▸ Travail demandé:
Pour chacune des affirmations suivantes, indiquez par oui ou par non si elle concorde avec le texte ci-dessous sur la communication en 2018, en citant à l'identique les mots du texte qui tranchent. (a) Le texte propose des prédictions de tendances pour l'année à venir. (b) Les révélations autour de Cambridge Analytica ont débuté en mars 2018. (c) Les données des utilisateurs de Facebook ont été recueillies avec leur accord.

▸ Texte fourni:
____

Communication, Réputation & Influence : Que retenir de fondamental en 2018 ?

Cette année, pas de fulgurances prédictives à l’agenda du blog ! Au lieu de s’échiner à tracer d’incertaines tendances pour l’année à venir, essayons déjà de repérer quelques enseignements majeurs survenus tout au long de ces 12 derniers mois. Je m’aperçois en effet qu’au-delà des nouveautés qui émergent dans les pratiques de communication, persistent encore bien des trous dans la raquette sur ce qui devrait pourtant être acquis depuis longtemps et considéré comme fondamental pour opérer des stratégies de communication, de réputation et d’influence efficientes. Ce n’est pas encore le cas lorsqu’on feuillette le calendrier 2018.

La dédaigneuse expression « c’est de la com » a plus que jamais de beaux jours devant elle. Je ne m’en réjouis pas personnellement d’autant qu’un grand nombre de professionnels a à cœur de faire progresser le métier et gagner en crédibilité. Malheureusement, 2018 aura à nouveau prouvé que les ficelles éculées ou les emballements « hype » du moment continueront d’être privilégiés par certains acteurs. Malgré les désastres ou les impasses qui s’ensuivent souvent, les déviances et les mythes ont la couenne dure. Espérons que ce petit passage en revue (non exhaustif) puisse contribuer à ce que ces derniers disparaissent. Sinon, c’est encore le rapport de confiance qui s’étiolera. Et sans celle-ci, on tombe alors dans des logiques d’influence binaires à coups de fake news, de trolls digitaux et d’idées simplistes.

Facebook, champion du monde de la communication pourrie

2018 a été une « annus horribilis » pour Facebook. Mais la créature de Mark Zuckerberg ne peut que s’en prendre à elle-même. A l’heure où ces lignes sont écrites, la réputation du n°1 des médias sociaux est largement ternie par les multiples scandales qui ont jalonné son année. Tout a commencé en mars 2018 avec les révélations autour du (feu) cabinet de conseil Cambridge Analytica. Grâce à un lanceur d’alerte, il s’avère que l’officine britannique d’influence a aspiré les données de dizaines de millions d’utilisateurs de Facebook à leur insu et s’en est servi pour promouvoir le programme de Donald Trump durant la présidentielle de 2016 aux Etats-Unis.

____

[Données d'annotation par points sur photos]
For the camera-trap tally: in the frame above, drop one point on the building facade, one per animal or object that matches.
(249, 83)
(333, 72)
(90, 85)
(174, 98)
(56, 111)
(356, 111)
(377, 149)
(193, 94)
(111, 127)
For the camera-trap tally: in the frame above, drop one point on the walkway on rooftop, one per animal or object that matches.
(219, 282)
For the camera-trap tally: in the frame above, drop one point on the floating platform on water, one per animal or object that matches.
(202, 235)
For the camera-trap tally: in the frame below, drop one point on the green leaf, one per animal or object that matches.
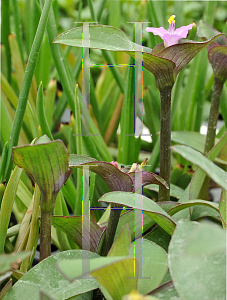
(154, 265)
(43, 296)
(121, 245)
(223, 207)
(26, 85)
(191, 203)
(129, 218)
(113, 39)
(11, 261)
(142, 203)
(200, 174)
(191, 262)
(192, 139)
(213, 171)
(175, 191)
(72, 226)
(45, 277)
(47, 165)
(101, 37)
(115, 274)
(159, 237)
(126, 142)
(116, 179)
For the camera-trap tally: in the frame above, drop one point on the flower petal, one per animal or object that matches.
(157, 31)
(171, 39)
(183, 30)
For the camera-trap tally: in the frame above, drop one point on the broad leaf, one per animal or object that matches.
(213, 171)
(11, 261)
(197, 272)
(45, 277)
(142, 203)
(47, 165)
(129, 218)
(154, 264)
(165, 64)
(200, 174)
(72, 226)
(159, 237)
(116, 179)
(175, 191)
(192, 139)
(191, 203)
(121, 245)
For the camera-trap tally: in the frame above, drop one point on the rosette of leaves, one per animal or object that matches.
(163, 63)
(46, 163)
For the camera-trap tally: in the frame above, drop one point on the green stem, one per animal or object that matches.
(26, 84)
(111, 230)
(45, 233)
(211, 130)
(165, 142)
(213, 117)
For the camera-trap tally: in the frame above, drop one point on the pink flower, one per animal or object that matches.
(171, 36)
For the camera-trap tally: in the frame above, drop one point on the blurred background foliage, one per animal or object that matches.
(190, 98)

____

▸ Résultat obtenu:
(a) Non : « Cette année, pas de fulgurances prédictives à l’agenda du blog ! »
(b) Oui : « Tout a commencé en mars 2018 avec les révélations autour du (feu) cabinet de conseil Cambridge Analytica. »
(c) Non : « a aspiré les données de dizaines de millions d’utilisateurs de Facebook à leur insu »